> YOUR OBJECTIVE
Transcribe the entries exactly. Omit the pictures.

> GIVEN ENTRIES
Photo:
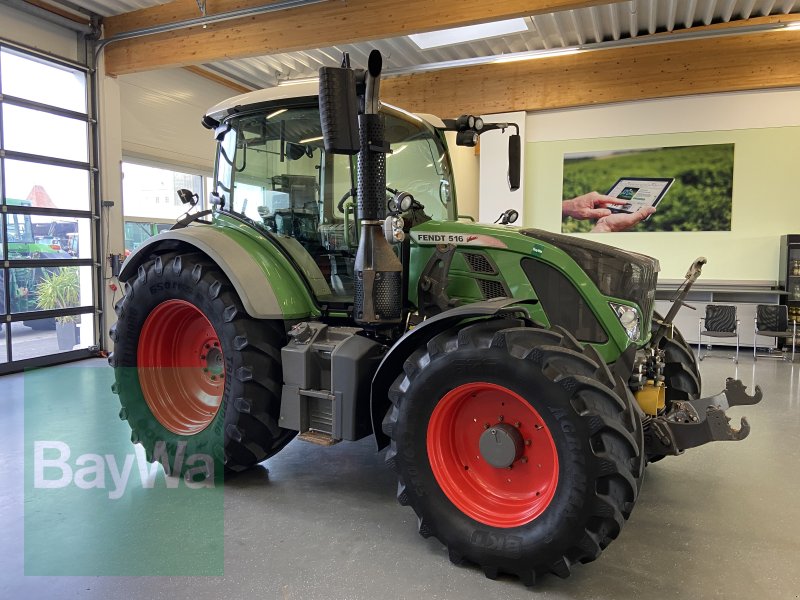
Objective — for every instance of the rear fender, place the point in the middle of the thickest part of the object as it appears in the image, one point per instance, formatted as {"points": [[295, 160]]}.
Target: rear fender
{"points": [[392, 364], [267, 286]]}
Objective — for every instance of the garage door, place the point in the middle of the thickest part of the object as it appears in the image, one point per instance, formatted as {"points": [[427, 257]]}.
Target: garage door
{"points": [[48, 282]]}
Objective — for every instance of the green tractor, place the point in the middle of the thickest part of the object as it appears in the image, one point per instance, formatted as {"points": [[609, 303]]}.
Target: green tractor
{"points": [[519, 378], [23, 282]]}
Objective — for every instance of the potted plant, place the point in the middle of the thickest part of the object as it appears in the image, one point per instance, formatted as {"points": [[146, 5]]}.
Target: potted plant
{"points": [[61, 289]]}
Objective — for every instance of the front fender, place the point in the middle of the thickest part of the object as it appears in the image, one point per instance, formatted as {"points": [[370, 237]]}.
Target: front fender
{"points": [[267, 286], [392, 363]]}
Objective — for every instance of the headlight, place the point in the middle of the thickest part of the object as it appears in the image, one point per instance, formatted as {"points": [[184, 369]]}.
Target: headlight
{"points": [[629, 318]]}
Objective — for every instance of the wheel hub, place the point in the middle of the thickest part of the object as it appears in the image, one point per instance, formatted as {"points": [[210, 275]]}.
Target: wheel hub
{"points": [[501, 445], [181, 367], [501, 475]]}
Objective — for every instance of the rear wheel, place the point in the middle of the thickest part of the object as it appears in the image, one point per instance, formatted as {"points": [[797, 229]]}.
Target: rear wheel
{"points": [[513, 448], [194, 373]]}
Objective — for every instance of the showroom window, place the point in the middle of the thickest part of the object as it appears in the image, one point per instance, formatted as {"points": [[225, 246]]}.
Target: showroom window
{"points": [[48, 279], [150, 200]]}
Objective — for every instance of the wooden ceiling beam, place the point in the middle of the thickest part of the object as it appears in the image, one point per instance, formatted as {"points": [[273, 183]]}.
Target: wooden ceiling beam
{"points": [[238, 88], [314, 26], [724, 64]]}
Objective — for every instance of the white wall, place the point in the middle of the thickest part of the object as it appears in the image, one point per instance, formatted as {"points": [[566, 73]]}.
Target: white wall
{"points": [[153, 116], [160, 113], [25, 29], [765, 128]]}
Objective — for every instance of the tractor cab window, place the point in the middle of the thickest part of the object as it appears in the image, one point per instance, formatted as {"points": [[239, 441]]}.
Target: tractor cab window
{"points": [[273, 169]]}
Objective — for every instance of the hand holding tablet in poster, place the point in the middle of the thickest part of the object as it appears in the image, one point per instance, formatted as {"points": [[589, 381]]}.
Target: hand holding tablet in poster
{"points": [[638, 193], [600, 207]]}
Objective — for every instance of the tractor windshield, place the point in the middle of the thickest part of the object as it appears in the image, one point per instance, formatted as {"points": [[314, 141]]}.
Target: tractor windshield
{"points": [[272, 168]]}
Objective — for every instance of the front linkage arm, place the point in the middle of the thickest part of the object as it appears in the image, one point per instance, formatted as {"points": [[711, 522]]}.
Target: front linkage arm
{"points": [[692, 423]]}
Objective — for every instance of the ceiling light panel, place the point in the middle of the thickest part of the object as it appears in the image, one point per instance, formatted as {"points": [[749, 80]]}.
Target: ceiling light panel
{"points": [[470, 33]]}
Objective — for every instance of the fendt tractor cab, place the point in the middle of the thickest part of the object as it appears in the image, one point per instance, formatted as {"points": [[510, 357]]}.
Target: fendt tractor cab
{"points": [[519, 378]]}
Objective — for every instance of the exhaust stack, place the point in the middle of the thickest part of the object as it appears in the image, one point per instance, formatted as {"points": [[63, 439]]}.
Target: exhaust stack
{"points": [[378, 271]]}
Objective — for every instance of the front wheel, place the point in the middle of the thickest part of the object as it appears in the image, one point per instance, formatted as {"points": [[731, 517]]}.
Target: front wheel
{"points": [[196, 376], [513, 448]]}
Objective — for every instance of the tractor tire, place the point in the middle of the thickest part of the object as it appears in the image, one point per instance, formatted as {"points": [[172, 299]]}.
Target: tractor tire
{"points": [[681, 373], [194, 373], [513, 448]]}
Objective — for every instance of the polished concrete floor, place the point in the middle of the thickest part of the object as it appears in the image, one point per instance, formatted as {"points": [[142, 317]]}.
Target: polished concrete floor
{"points": [[722, 521]]}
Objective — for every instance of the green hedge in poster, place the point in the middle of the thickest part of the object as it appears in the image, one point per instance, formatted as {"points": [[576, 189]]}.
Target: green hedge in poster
{"points": [[699, 200]]}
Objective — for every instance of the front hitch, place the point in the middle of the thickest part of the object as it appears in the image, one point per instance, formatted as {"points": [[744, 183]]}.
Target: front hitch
{"points": [[692, 423]]}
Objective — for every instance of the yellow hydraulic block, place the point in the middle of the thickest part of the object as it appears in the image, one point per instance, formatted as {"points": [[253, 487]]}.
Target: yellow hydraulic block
{"points": [[651, 397]]}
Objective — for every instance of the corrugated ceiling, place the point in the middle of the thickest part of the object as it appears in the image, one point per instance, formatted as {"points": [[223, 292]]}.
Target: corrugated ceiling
{"points": [[611, 22]]}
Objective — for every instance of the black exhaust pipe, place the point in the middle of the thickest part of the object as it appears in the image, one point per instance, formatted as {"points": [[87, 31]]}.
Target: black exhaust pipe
{"points": [[378, 271]]}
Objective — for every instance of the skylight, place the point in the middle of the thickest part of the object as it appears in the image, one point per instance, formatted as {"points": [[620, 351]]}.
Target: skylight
{"points": [[470, 33]]}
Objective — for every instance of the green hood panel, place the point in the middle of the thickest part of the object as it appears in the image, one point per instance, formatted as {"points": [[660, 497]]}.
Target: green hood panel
{"points": [[489, 262], [267, 286]]}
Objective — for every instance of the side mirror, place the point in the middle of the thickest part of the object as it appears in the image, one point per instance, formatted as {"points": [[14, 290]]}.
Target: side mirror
{"points": [[514, 153], [188, 197]]}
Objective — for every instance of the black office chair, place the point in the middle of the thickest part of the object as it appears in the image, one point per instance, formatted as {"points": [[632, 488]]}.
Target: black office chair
{"points": [[720, 322], [772, 320]]}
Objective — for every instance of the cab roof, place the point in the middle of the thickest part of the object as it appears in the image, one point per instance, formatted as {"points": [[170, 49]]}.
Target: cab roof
{"points": [[307, 89]]}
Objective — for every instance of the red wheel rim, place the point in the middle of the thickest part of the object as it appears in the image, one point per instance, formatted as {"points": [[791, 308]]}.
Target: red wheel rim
{"points": [[181, 367], [494, 496]]}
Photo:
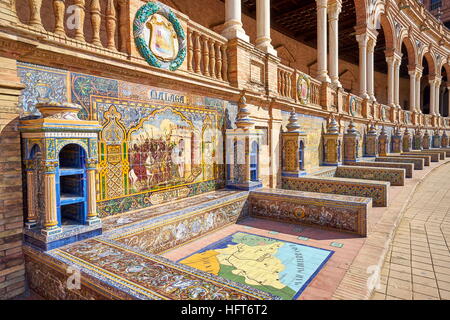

> ANSWER SECTION
Photo:
Objective — for every instance of the rear fender, place the point in the middle of the thickest part of the object as it appears in the image, one point per instance, formatted as {"points": [[295, 160]]}.
Target: rear fender
{"points": [[392, 364], [267, 286]]}
Objective — for every instance of the garage door, place the point in the middle of the thickest part of the object as it appears in the image, one point per instance, formatted as {"points": [[427, 257]]}.
Target: garage door
{"points": [[48, 282]]}
Objective — for every instance of the green tractor, place the point in the middle of the thickest part of the object as it appears in the image, one point per instance, formatted as {"points": [[609, 303]]}.
Target: green tractor
{"points": [[519, 378], [23, 282]]}
Objective — for every instance of the potted plant, place the point in the middle of the thickest part of the object as it appears in the image, one point per instance, formatted as {"points": [[146, 5]]}.
Target: potted plant
{"points": [[61, 289]]}
Objective — for every instance of the front fender, place the point in the middle of the thickest part of the object as it appears in the image, one point per instance, formatted as {"points": [[370, 237]]}.
Target: front fender
{"points": [[267, 286], [392, 363]]}
Objective — for every instance of the headlight, place the point in the middle of the thickest part of the object as it appears in the image, one point per instance, formatted as {"points": [[184, 369]]}.
Target: headlight
{"points": [[629, 318]]}
Objective — for every instance of the wheel hub, place the point in the middle of the thickest part of the object as it appears in the image, one point per instance, formatted as {"points": [[210, 275]]}.
Target: wheel hub
{"points": [[501, 445], [181, 367], [501, 475]]}
Objective — for every instance of the rear wheel, place the point in the middle of the thickest part of the object as it appears in the image, one point per instance, formatted as {"points": [[797, 229]]}.
Target: rear wheel
{"points": [[513, 448], [194, 373]]}
Objective — for every instance of the showroom window, place the point in the middle of the thickest part of the object as it appears in the image, one point per instance, formatted as {"points": [[225, 246]]}.
Target: showroom window
{"points": [[48, 279], [150, 200]]}
Objective — for every instance of the wooden ceiling beam, place the point in the middle of the thickest part of the object as it appears in the image, one point per instance, formatted as {"points": [[273, 183]]}.
Target: wooden ceiling beam
{"points": [[238, 88], [314, 26], [724, 64]]}
Objective — for every instance of the white wall, place the point in the middle of the thickest part of the object as it appears in the image, one point per instance, formatted as {"points": [[566, 73]]}.
Target: white wall
{"points": [[153, 116], [160, 113], [25, 29], [765, 128]]}
Objective — for every instance of the tractor cab window, place the point in the middle of the thickest part of the object as it appears in the image, one point per instance, formatted as {"points": [[239, 441]]}.
Target: tractor cab window
{"points": [[273, 169]]}
Objective — for every instance of the hand holding tablet in poster, place the point in the middle of the thickest part of the object as it appears in the image, one point per instance, formatted as {"points": [[589, 381]]}.
Target: hand holding tablet in poster
{"points": [[638, 193], [600, 207]]}
Objective — for every instance of the tractor windshield, place the point in the middle of the thickest part of the object as it appears in the image, one point per instance, formatted as {"points": [[314, 141]]}.
Target: tractor windshield
{"points": [[272, 168]]}
Objective — for every instance of the front linkage arm, place the point in the middle of the thickest part of the object as it appears in the image, one point per instance, formatted as {"points": [[711, 522]]}.
Target: front linkage arm
{"points": [[692, 423]]}
Objective — for every instance of the ceiling light panel, place the point in the middle of the thickest part of the object as it appears in the image, one point per instance, formatted as {"points": [[749, 80]]}.
Target: ceiling light panel
{"points": [[470, 33]]}
Objective — for every instance of the fendt tractor cab, place the point in the middle of the thickest part of the object as it appears in the image, one point per instance, formatted as {"points": [[510, 357]]}.
Target: fendt tractor cab
{"points": [[519, 378]]}
Objective — for every instance of the exhaust stack, place the point in the middle of the thickest part of the object as it appears in the image, one point per instance, formatted as {"points": [[63, 439]]}.
Target: exhaust stack
{"points": [[378, 271]]}
Objective — for every instance of the front wheel, place the point in the middle of the thickest part of the object as it appears in the image, one point per instance, formatted as {"points": [[731, 517]]}.
Target: front wheel
{"points": [[196, 376], [513, 448]]}
Objective — for every instance of the tractor tire, place the point in the middle of the thickest part of the object as it appears in the image, one point per instance, formatted as {"points": [[172, 299]]}.
Target: tractor tire
{"points": [[681, 373], [194, 373], [513, 448]]}
Objective — for every instance of the polished concrete floor, place the point in the middle of the thickest part of the object as it appears in the image, one point per instance, formatted as {"points": [[142, 317]]}.
Target: polished concrete floor
{"points": [[722, 521]]}
Objective — for every instance of the green hedge in poster, place the point in the middle of the thickest part of the object as it appears in the image, one point per instance, formatted as {"points": [[576, 189]]}.
Target: green hedge in poster
{"points": [[699, 200]]}
Objective — for every instance of the front hitch, place the point in the middle of the thickest part of the object as it appears in the image, one point per instance, formatted as {"points": [[744, 183]]}.
Target: front hitch
{"points": [[692, 423]]}
Objective — for every instance of the yellow hydraulic block, place the point in the middle of the thickest part of the object as it appears in the image, one point per instance, formatted as {"points": [[253, 487]]}.
Target: yellow hydraulic block
{"points": [[651, 397]]}
Objective — for every instance of the corrugated ceiling, place the point in the middle of the thickest part of the object as it appears in the image, one point per instance, formatted as {"points": [[223, 292]]}.
Target: corrugated ceiling
{"points": [[611, 22]]}
Objective — for every instance of the black exhaust pipe, place the point in the middle of the thickest part of the object as it appears in the image, one point per instance, formatted as {"points": [[87, 31]]}.
Target: black exhaust pipe
{"points": [[378, 271]]}
Objective — for every instance of the skylight, place the point in the middle of the thickest part of the object as it appears in the image, one point per instance, formatted as {"points": [[620, 351]]}.
Target: skylight
{"points": [[470, 33]]}
Objective — for every instance of the green hood panel, place the point in the middle of the thickest part of the object as it appears in the image, one point per instance, formatted as {"points": [[660, 497]]}.
Target: green hood panel
{"points": [[489, 262], [267, 286]]}
Objective — for every instance of the side mirror, place the point in the middle of the thickest part of the object as it appears in the image, one point per instance, formatted as {"points": [[14, 290]]}.
Target: side mirror
{"points": [[514, 153], [188, 197]]}
Objective — for every instance of the black office chair, place the point in the middle of the thickest part of the object as it appears in the image, one point per instance, formatted as {"points": [[632, 488]]}.
Target: black office chair
{"points": [[720, 322], [772, 320]]}
Objective — for every instance of the cab roof, place the point in the middle of the thickest part of the object as it appears in the image, one point per instance, formatted as {"points": [[170, 49]]}.
Target: cab roof
{"points": [[307, 89]]}
Objective — for every instance of the red wheel rim, place the point in the middle of the thickest part of the object as it appears in the image, one point per instance, formatted as {"points": [[791, 308]]}.
Target: red wheel rim
{"points": [[181, 367], [494, 496]]}
Photo:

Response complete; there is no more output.